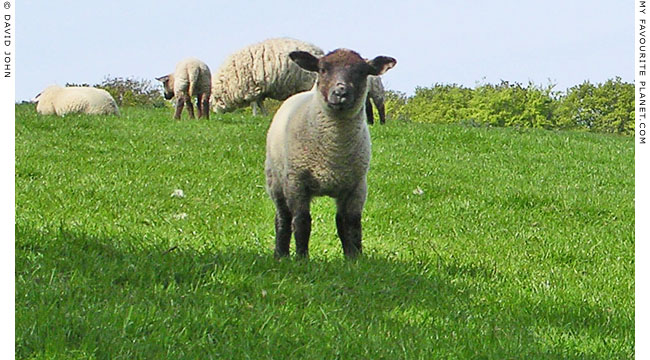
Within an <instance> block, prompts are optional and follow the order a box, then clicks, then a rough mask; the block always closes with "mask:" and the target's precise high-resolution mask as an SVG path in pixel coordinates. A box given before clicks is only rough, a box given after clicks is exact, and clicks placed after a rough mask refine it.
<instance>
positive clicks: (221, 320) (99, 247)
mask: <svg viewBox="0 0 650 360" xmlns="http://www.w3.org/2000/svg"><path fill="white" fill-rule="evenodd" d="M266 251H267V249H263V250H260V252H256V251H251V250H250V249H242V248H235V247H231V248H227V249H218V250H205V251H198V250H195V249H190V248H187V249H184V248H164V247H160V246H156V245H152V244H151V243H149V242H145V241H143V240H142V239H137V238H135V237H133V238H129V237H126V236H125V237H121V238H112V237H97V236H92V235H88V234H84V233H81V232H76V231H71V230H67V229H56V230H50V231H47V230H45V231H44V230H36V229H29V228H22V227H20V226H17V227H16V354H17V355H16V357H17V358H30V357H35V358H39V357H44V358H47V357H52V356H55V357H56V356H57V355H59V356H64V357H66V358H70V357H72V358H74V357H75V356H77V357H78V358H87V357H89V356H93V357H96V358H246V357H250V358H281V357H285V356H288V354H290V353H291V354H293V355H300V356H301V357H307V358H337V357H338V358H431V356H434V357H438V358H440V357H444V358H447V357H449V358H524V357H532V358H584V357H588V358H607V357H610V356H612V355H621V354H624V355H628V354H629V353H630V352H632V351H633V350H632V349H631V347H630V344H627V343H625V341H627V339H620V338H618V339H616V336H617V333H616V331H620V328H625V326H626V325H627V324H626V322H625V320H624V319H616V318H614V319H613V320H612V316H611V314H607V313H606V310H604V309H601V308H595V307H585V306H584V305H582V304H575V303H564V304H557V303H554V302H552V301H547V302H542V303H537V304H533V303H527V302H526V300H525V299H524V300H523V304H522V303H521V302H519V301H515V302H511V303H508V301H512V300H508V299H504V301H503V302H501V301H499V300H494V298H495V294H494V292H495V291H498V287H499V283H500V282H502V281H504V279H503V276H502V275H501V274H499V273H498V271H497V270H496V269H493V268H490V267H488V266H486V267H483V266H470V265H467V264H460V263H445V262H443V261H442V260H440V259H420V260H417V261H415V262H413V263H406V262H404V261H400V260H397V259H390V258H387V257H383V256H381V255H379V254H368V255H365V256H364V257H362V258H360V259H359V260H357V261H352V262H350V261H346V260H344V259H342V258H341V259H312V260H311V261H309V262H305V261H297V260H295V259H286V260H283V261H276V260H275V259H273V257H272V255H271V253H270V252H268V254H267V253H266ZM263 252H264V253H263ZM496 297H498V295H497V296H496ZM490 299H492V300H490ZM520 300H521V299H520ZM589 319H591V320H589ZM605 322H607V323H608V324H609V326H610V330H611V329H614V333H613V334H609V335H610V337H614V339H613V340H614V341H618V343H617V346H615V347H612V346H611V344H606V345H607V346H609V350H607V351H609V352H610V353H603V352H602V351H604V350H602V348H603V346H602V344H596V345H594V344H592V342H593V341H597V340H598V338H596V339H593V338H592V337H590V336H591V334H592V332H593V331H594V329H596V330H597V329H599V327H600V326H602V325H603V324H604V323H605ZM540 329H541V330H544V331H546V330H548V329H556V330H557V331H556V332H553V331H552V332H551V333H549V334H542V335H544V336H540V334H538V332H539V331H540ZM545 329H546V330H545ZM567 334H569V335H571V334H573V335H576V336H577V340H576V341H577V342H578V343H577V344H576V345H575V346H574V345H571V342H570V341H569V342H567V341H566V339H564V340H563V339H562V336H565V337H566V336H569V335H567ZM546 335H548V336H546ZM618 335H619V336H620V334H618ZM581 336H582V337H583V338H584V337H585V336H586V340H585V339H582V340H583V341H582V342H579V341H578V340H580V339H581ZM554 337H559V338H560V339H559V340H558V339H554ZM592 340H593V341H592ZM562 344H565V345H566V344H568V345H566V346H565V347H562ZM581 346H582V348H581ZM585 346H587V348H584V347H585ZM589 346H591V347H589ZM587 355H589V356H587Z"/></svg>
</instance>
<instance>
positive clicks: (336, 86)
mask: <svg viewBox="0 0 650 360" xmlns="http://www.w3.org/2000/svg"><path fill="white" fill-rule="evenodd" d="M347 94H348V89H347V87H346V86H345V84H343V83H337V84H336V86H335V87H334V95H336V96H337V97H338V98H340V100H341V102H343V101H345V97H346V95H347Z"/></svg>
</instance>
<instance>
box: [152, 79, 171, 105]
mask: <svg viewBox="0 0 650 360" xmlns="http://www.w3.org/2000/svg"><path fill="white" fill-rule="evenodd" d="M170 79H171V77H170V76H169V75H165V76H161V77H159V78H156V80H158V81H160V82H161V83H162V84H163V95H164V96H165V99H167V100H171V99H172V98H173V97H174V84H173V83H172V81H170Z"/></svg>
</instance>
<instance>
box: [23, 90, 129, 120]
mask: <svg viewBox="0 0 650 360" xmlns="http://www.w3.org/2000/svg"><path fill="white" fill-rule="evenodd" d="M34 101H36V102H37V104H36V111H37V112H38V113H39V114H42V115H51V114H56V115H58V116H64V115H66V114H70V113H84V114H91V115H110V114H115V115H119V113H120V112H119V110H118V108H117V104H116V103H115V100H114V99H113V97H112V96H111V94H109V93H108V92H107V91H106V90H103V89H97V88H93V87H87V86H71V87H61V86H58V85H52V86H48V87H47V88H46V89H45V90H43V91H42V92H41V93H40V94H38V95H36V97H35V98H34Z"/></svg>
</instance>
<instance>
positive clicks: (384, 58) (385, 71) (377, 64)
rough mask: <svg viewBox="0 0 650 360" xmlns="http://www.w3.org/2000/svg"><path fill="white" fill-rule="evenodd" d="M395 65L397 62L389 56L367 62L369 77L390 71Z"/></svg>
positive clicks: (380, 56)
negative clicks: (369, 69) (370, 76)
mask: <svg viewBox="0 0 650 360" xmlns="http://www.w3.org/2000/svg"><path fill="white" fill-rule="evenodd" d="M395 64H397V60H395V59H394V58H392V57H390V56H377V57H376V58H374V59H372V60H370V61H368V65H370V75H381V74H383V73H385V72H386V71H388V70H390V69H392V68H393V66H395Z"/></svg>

◆ What to do
Please state how many lines in the listing contain the string "rough", and give nothing besides that number.

◆ Exercise result
2